═══ Text section ═══
Nicene Creed 3

‘When the time had fully come, God sent forth his Son, born of a woman, born under the law, to redeem those who were under the law, so that we might receive adoption as sons,’ writes St. Paul to the Galatians.  This is indeed the Gospel of Jesus Christ, for we believe that God has not just visited his people according to His ancient promise to Abraham, no He has gone further and sent his own beloved Son.  So it is (we believe) that Jesus of Nazareth, born a Jew, of a daughter of Israel at Bethlehem in the time of King Herod and the Emperor Augustus, a carpenter by trade, who was crucified and died in Jerusalem whilst Pontius Pilate was governor and Tiberius was the Emperor, is none other than the eternal Son of God made man. Yes, he came from Heaven, born of the flesh – as John tells us in the opening chapter of his gospel; ‘the Word became flesh and dwelt among us, full of grace and truth, and we beheld his glory, glory as of the only son of the Father.’

At the heart of our Christian believing is a person, Jesus, the man from Nazareth who is also the only son of the Father.  In God’s saving plan for us, we believe God sent his only Son, Jesus, to bring about universal salvation.  In the creed we express this by calling Jesus, Lord, coming from the Greek word for God, Kyrios, in Hebrew ‘Yahweh’, God’s name revealed to Moses.  By attributing the title ‘Lord’ to Jesus in the New Testament the Church, from her first confessions of faith, affirmed that the power, honour and glory due to God the Father are due also to Jesus, because ‘he was in the form of God’ and possesses a sovereignty and power shown not only in his rising from the dead, but in his exultation into glory.  By us affirming our belief in him as Lord we make him the subject of our present devotion, He is Lord of the church, and the living Lord to whom we give our faith, our love and our loyalty, knowing that his people we may gain the benefits of his passion, the redeeming work God has accomplished in him for our salvation.
═══ Provided data ═══
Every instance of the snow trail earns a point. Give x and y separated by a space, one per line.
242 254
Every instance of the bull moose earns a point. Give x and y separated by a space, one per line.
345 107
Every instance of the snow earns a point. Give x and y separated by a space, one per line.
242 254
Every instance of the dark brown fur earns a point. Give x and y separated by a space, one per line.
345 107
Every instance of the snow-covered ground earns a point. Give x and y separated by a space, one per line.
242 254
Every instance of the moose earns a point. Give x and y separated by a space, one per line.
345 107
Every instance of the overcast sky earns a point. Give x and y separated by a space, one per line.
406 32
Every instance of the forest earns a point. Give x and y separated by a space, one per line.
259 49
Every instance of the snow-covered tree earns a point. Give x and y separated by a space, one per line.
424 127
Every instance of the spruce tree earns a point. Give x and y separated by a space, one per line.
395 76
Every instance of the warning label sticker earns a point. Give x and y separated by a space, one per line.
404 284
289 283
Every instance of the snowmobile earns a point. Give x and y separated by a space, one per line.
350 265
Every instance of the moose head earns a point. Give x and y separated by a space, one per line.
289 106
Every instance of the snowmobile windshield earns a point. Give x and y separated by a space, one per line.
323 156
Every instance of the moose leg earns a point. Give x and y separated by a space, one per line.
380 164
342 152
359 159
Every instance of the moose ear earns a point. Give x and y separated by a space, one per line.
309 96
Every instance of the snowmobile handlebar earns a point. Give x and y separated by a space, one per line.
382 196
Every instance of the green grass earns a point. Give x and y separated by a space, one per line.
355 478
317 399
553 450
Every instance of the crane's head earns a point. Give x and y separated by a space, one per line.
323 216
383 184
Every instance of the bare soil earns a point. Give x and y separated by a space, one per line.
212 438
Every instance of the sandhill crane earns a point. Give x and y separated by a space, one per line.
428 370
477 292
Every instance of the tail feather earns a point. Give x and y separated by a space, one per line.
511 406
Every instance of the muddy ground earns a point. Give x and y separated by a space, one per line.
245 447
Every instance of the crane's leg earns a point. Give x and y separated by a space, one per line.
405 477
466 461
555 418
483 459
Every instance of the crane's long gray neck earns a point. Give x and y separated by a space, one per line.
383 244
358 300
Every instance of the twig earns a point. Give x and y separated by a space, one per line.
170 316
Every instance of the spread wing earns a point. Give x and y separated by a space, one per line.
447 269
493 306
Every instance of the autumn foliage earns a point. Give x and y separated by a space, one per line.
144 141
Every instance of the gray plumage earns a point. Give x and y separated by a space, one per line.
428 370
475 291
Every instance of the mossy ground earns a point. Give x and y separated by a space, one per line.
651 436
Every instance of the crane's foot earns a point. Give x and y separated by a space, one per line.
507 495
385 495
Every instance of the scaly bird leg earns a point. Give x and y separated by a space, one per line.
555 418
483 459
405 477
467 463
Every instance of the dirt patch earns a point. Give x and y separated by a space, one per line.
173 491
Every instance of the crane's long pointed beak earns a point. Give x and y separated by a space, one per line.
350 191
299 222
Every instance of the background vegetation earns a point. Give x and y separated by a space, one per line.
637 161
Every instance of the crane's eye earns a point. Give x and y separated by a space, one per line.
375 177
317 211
═══
**Given task**.
Summarize the text on the Nicene Creed above in two sentences.

**Response to this task**.
God did more than visit his people as promised to Abraham: he sent his own Son, so that Jesus of Nazareth, born a Jew at Bethlehem and crucified in Jerusalem under Pontius Pilate, is the eternal Son of God made man. By calling Jesus "Lord," a title linked to God's name revealed to Moses, the Church affirms that the power, honor and glory due to God the Father are due also to him, making him the subject of present devotion and the one to whom believers give their faith, love and loyalty.